===== PAGE TEXT =====

A new study in the November Behavioral Ecology and Sociobiology wants to answer these questions. The authors did a meta-analysis of papers looking at same-sex sexual activity in male insects and arachnids. They tried to tease out why same-sex sexual behavior might occur in insects. What are the benefits? The potential downsides? And from that, to hypothesize why it might occur.

Some of it, it turns out, could be due to context. A lot of observed same-sex mating behavior in insects is observed, for example, when the males are all housed together, away from the females. Partially because of this (but possibly for other reasons as well), same-sex sexual behavior in insects tends to occur much more frequently in the lab than in the wild. But it’s still often documented in the field.

Why does it happen? Some say that by mating with a “passive” male and transferring sperm, that sperm then gets passed over to the female when the passive male mates. Sneaky. But does it really happen? And if it does, is it effective? So far, it doesn’t appear that it is; less than 0.5% of the offspring resulted from the transfer of sperm when these cases were documented.

===== DATA EXTRACT =====

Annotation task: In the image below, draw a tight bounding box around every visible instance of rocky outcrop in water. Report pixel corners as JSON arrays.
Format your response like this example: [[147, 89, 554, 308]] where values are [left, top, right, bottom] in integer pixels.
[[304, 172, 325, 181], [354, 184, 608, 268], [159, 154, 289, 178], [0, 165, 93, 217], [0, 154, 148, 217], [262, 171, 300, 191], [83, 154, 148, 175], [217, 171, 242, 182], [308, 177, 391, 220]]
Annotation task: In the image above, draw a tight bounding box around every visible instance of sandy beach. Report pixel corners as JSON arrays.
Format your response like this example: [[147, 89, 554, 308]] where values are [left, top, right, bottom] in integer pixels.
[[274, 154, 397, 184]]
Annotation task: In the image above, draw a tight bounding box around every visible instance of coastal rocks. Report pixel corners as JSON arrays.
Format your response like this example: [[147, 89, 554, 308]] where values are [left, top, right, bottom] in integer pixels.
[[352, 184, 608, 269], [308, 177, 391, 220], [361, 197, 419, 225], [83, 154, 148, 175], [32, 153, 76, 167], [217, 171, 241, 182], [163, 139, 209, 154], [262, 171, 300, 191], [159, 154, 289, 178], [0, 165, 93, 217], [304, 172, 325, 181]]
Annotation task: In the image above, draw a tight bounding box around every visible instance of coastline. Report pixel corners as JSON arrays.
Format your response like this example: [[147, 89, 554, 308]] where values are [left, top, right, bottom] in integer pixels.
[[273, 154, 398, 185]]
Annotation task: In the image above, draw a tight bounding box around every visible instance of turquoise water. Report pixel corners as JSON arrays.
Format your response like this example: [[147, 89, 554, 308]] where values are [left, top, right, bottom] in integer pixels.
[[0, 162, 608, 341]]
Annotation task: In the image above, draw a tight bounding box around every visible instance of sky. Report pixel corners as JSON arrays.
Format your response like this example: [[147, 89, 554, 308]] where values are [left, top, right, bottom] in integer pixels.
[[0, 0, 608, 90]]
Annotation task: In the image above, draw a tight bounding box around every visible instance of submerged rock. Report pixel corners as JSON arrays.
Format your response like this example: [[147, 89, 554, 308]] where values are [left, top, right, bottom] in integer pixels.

=====

- [REQUIRED ACTIONS]
- A) In the text on same-sex sexual behavior in insects, rewrite the paragraph beginning "Some of it, it turns out" more briefly, keeping its main facts.
- B) Carry on the text about same-sex sexual behavior in insects from the point where it ends.
The entries come from a separate source.

- [RESPONSES BY TASK]
- A) Context may explain some of it. Much of the same-sex mating seen in insects happens when males are housed together without females. Partly for this reason, the behavior is far more frequent in the lab than in the wild, though it is still often recorded in the field.

- B)
Maybe it could be used to get rid of old sperm? Or to decrease risk of predation as the males glom on to each other? Safety in numbers, you know. Maybe there’s a social benefit, or maybe it decreases competition. By mating with other males, the more aggressive bugs could cause damage, or prevent the males from mating with females. Younger males could be using same-sex activity to get “practice” before moving on to the ladies. Finally, it could just be that no potential sex opportunity is worth passing up, and when same-sex sexual behavior happens, it’s a case of mistaken identity. The authors are putting the most weight on the last hypothesis. After all, many bugs can’t be bothered to distinguish between species (or even objects), and if you can’t tell a female from a beer bottle, isn’t a male vs. female question that much harder? It could be that the costs of not mating at all are higher than mating with the wrong sex by mistake.

If it is mistaken identity, as the authors hypothesize, it certainly happens a lot. Why could you get so many cases of false identity? Well, some of it could depend on how the males try to distinguish between the sexes in the first place. What if, for example, some species distinguish males from females by size? Very big or very small males might suddenly find themselves facing some very confused and amorous bugs. What if insects distinguish based on pheromones? That might be easier, but as the article points out, males may end up covered in female pheromones when they mate with a female, resulting in dude smells like a lady. Some younger males could themselves emit female pheromones in some cases. Heck, with a lot of females around, the air might be FILLED with pheromones. You’re a lady! You’re a lady! EVERYONE’S a sexy lady!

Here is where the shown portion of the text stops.